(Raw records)
....................

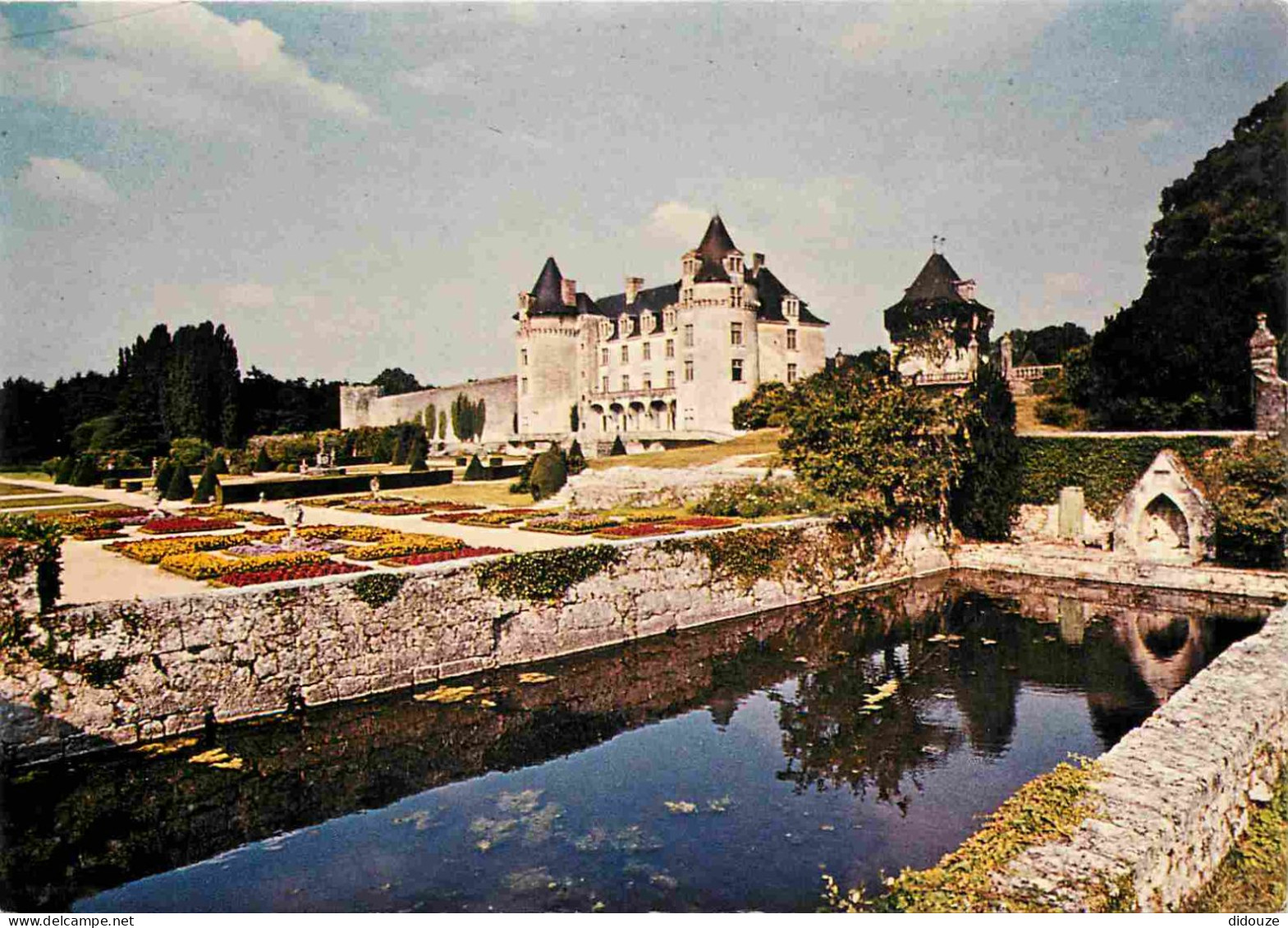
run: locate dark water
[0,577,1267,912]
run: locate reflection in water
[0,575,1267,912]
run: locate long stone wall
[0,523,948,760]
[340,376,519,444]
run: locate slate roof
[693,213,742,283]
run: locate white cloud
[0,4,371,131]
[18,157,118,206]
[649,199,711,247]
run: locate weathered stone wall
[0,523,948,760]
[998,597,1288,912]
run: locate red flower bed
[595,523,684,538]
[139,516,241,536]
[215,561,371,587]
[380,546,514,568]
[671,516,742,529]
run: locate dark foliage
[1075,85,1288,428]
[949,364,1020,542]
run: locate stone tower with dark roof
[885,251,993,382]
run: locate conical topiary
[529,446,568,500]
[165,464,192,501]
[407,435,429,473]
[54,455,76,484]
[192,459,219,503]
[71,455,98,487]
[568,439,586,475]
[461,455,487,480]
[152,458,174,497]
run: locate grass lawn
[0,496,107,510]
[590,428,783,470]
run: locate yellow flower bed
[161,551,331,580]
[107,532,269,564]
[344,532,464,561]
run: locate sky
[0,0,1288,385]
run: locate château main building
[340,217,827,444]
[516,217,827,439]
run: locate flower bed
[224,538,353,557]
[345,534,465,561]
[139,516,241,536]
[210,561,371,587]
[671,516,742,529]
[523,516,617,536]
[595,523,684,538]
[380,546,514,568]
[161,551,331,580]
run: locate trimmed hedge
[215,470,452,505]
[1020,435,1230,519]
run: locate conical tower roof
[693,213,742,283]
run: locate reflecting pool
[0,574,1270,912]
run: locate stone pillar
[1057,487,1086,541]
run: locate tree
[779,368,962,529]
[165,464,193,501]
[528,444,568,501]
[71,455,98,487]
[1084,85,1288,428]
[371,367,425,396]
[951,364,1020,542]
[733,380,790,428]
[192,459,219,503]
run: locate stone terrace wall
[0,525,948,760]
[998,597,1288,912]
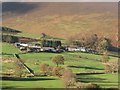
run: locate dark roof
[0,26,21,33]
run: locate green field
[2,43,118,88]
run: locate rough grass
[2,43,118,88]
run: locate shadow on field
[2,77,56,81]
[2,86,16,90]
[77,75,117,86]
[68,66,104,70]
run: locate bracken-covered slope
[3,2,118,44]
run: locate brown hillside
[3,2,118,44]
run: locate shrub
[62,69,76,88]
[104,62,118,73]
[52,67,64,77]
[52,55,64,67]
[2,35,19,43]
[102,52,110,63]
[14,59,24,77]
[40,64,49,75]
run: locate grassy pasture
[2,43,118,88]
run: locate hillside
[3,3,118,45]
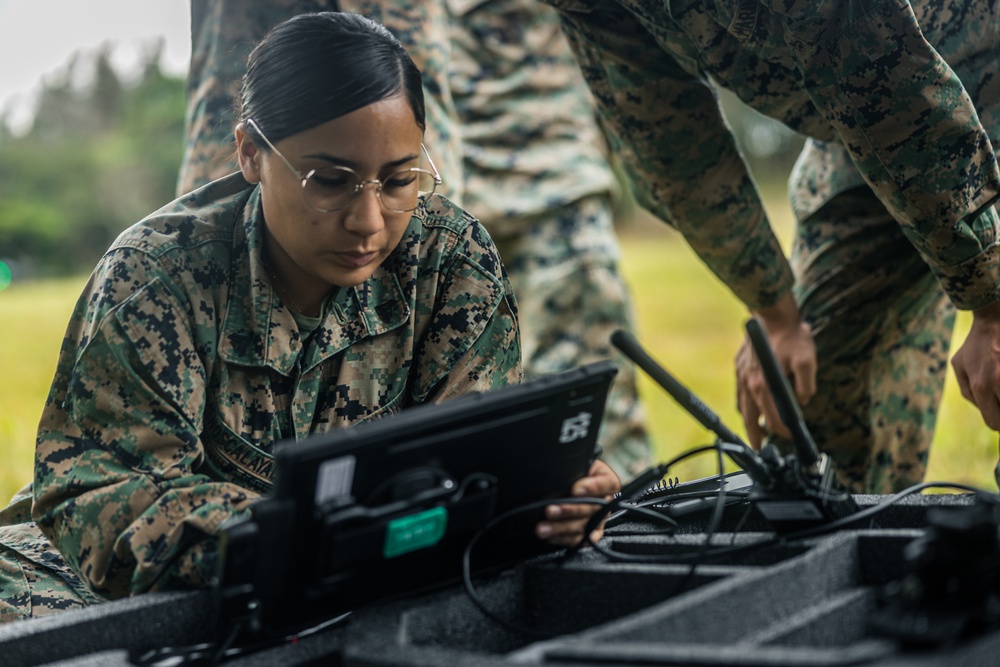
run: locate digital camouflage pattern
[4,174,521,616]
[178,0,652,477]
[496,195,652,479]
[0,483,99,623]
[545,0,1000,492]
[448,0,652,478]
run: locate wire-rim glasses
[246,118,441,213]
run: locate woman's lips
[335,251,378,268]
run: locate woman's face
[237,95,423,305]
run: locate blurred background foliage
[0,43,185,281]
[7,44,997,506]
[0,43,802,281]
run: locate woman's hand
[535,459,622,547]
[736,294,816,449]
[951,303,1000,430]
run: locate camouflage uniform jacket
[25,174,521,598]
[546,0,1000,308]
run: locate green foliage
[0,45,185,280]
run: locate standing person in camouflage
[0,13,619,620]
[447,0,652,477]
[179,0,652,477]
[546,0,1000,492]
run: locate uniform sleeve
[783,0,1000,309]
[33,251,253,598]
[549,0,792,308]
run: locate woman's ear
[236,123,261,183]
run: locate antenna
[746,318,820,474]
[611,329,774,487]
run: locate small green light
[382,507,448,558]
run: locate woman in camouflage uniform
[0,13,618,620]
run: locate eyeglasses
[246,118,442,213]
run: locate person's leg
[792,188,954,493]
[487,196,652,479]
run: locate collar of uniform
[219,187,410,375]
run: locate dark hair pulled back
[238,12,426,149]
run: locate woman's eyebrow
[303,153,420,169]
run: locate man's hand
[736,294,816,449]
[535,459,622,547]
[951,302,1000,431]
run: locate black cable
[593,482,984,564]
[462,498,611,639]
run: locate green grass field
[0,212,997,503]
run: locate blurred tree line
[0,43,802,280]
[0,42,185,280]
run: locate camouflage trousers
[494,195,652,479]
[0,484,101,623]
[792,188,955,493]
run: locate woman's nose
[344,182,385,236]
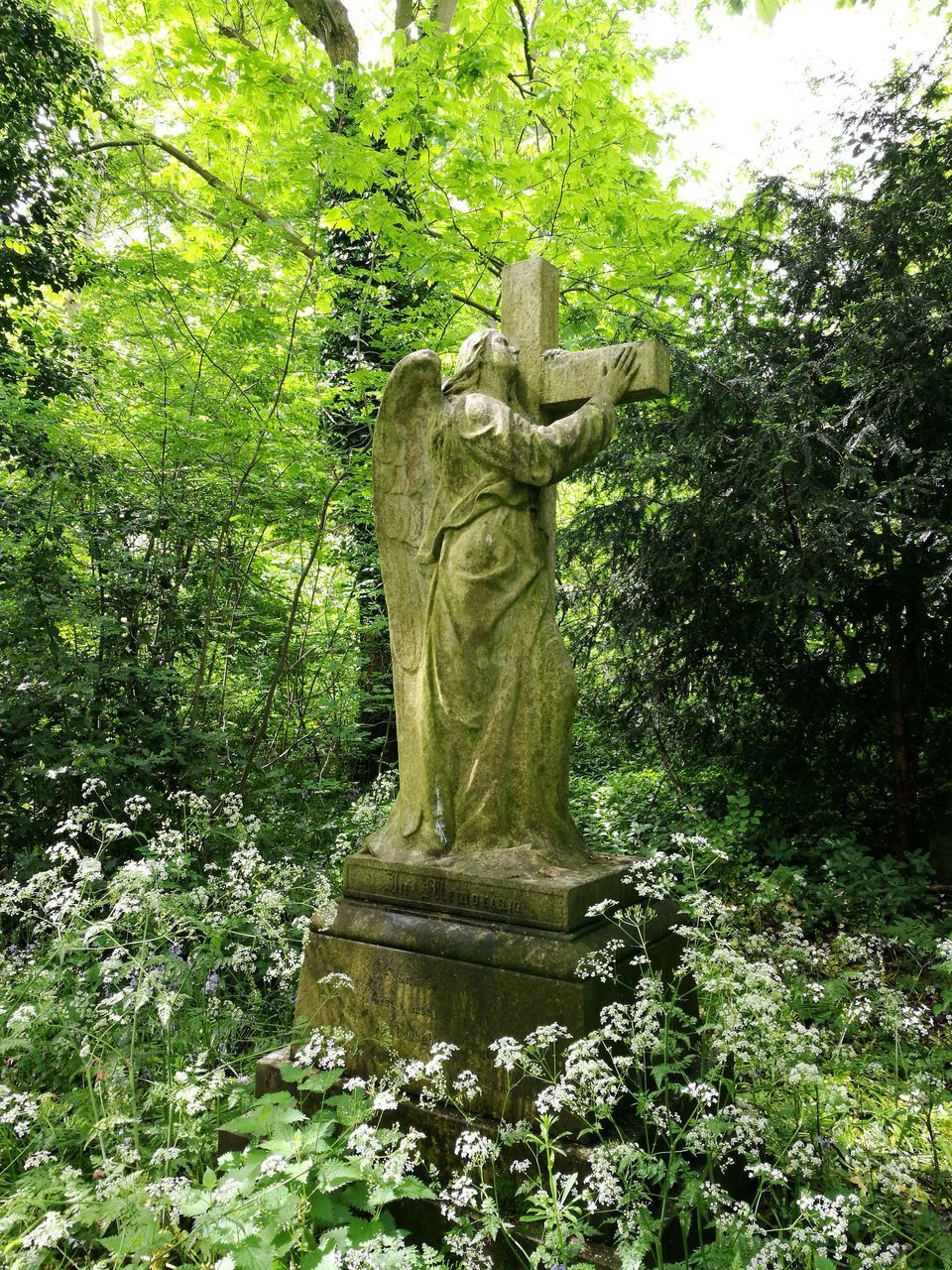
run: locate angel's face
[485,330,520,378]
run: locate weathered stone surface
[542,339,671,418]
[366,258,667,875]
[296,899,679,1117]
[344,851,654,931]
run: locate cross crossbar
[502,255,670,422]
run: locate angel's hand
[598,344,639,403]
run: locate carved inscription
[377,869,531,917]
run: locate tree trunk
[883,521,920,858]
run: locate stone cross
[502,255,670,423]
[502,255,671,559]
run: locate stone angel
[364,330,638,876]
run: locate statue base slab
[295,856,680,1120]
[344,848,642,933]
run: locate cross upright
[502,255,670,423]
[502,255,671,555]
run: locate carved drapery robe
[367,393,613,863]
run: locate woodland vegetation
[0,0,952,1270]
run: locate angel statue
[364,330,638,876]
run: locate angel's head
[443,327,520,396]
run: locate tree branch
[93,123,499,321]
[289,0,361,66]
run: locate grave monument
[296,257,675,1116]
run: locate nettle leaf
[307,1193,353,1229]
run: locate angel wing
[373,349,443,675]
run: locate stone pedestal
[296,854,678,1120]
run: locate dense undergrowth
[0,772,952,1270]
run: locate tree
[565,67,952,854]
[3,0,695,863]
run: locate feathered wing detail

....................

[WHAT IS REQUIRED]
Scale the listing from the line with "run: locate green foliage" to the line with "[792,188,955,493]", both included. Write out every line again with the requests unchanged, and multiply each bounding-box coordinate by 2.15, rounding to a whole number with halves going up.

[SOLUTION TO THIS PROBLEM]
run: locate green foliage
[0,97,398,602]
run: locate standing person in camouflage
[0,28,1331,1333]
[961,0,1402,1026]
[385,0,1402,1026]
[1174,0,2150,1058]
run: locate uniform sleeve
[1683,0,2150,664]
[71,540,544,1286]
[1180,0,1703,662]
run: locate woman's ear
[507,264,561,393]
run: locate antenna
[1604,684,1763,1019]
[1314,707,1664,1047]
run: locate small green light
[821,1090,963,1200]
run: locate woman in camouflage uniform
[0,28,1329,1333]
run: locate eyeglasses
[529,254,950,458]
run: locate person's leg
[1703,404,2051,1060]
[1047,421,1402,1030]
run: locate collar of uniform
[471,402,882,806]
run: locate dark hair pulled back
[512,26,916,320]
run: locate woman's eyebrow
[651,329,903,363]
run: locate man's hand
[1582,632,1754,965]
[1150,987,1337,1176]
[2045,649,2150,927]
run: locate black cable
[1275,1036,2116,1213]
[993,1071,1314,1374]
run: locate green grass field
[0,456,2144,1081]
run: locate blurred tree line
[0,92,1724,602]
[0,90,398,602]
run: locate camouflage trousers
[1062,419,1402,1030]
[0,1041,217,1339]
[1703,404,2053,1060]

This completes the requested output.